* DATA TO PROCESS
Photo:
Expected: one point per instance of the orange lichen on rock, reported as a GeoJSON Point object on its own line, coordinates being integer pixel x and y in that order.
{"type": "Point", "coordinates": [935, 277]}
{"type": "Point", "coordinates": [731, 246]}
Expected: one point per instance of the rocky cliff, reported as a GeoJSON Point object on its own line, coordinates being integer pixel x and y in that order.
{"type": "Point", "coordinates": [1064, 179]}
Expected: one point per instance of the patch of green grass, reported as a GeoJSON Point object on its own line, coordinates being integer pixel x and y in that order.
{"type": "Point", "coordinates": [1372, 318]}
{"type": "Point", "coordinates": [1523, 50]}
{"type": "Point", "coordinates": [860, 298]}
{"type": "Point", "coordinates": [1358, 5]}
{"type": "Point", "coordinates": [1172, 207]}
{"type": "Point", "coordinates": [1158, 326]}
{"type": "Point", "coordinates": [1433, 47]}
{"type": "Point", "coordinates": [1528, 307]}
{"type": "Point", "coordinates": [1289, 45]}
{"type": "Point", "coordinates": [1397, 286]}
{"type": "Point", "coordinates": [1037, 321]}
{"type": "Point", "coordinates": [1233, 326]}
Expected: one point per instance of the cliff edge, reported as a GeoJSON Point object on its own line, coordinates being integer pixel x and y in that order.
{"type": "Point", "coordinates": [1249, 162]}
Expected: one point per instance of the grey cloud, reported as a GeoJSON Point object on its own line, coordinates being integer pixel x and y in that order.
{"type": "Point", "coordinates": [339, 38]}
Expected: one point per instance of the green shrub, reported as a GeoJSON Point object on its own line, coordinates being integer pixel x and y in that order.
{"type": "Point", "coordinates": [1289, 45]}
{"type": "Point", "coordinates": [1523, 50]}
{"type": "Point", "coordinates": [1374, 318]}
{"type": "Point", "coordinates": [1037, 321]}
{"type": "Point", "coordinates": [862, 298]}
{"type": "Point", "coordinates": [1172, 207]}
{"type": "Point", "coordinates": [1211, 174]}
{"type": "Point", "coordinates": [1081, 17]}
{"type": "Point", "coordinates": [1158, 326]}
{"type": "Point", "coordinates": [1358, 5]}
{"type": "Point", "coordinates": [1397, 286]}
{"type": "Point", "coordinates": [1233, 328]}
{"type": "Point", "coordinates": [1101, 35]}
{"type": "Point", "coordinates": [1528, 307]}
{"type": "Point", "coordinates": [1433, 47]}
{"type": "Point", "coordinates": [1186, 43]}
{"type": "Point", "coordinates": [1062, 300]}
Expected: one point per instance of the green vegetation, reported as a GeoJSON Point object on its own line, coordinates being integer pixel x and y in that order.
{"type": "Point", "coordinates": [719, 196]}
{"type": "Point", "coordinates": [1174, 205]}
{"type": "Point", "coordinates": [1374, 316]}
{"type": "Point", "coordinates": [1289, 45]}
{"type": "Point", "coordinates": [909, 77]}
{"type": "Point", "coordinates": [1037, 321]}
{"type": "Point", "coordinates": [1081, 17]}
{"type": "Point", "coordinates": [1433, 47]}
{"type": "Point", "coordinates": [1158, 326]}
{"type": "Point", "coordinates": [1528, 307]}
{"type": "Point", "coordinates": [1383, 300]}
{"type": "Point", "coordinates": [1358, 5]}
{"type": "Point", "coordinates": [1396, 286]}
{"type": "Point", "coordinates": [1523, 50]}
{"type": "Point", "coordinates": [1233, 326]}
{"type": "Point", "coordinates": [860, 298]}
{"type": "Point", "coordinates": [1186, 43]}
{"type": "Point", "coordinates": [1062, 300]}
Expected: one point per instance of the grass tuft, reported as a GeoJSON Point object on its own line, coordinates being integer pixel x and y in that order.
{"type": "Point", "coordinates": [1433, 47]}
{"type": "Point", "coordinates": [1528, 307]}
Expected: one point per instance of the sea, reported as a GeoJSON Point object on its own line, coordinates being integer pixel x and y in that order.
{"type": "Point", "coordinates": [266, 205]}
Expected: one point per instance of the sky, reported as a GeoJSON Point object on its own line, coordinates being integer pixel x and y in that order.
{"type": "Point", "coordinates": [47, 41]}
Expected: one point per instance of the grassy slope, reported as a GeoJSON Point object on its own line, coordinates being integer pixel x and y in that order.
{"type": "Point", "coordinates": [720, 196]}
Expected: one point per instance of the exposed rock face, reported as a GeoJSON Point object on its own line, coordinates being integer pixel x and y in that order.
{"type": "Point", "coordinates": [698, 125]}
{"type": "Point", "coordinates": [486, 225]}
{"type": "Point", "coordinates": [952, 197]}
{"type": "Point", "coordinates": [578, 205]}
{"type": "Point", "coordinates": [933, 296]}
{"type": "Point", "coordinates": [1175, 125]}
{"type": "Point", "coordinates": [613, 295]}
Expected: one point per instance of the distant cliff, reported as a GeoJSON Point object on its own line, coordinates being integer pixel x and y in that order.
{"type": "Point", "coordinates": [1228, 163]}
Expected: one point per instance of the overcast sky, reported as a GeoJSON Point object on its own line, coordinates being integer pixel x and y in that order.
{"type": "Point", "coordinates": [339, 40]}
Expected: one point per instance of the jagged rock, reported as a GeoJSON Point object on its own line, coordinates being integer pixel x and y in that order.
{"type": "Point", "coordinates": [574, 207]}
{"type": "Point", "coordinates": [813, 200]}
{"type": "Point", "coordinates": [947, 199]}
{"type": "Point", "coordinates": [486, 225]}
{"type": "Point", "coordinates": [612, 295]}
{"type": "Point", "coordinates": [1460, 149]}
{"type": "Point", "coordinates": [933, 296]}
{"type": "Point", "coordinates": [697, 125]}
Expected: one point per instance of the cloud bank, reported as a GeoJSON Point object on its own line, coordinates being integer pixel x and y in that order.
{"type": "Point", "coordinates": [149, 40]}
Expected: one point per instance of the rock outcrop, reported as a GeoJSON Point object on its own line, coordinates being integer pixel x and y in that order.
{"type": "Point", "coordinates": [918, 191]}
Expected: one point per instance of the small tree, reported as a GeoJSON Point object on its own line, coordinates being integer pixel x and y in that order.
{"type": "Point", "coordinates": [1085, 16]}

* EXERCISE PROMPT
The expected result is an exact transcription of the lines from the one containing "Expected: one point per instance of the exposed" through the end of the records above; please include both ends.

* SOLVED PROBLEM
Expected: one point per instance of the exposed rock face, reported as a GeoJSON Point object on its own line, coordinates being integer pixel x and y in that order.
{"type": "Point", "coordinates": [698, 125]}
{"type": "Point", "coordinates": [486, 225]}
{"type": "Point", "coordinates": [952, 197]}
{"type": "Point", "coordinates": [578, 205]}
{"type": "Point", "coordinates": [933, 296]}
{"type": "Point", "coordinates": [1175, 125]}
{"type": "Point", "coordinates": [613, 295]}
Expected: one point per instance of the distant cliff, reported as a GeoJSON Point object on its own line, coordinates being integer pixel x and y in that order.
{"type": "Point", "coordinates": [1228, 163]}
Expected: one point per instance of the overcast sky, reported as a GeoJSON Point object on its own line, coordinates being integer pixel x and y in that order.
{"type": "Point", "coordinates": [339, 40]}
Expected: one point per instance of the jagged rock, reported as a GeoJSON Point object on its own line, coordinates being integer pixel x and y in that order.
{"type": "Point", "coordinates": [574, 207]}
{"type": "Point", "coordinates": [813, 200]}
{"type": "Point", "coordinates": [947, 199]}
{"type": "Point", "coordinates": [486, 225]}
{"type": "Point", "coordinates": [612, 295]}
{"type": "Point", "coordinates": [1460, 149]}
{"type": "Point", "coordinates": [933, 296]}
{"type": "Point", "coordinates": [697, 125]}
Expected: one point per instance of the cloud bank, reported as a GeoJSON Point object on its own line, coordinates being integer pixel x and y in that order.
{"type": "Point", "coordinates": [149, 40]}
Expected: one point per instance of the rock outcrop, reported as a GeoJSON Point object on its own line, coordinates being integer pixel x and y in that order.
{"type": "Point", "coordinates": [918, 191]}
Expected: one point per instance of the small tree, reported as a GeoJSON Point object on its own line, coordinates being integer pixel x and y in that order.
{"type": "Point", "coordinates": [1085, 16]}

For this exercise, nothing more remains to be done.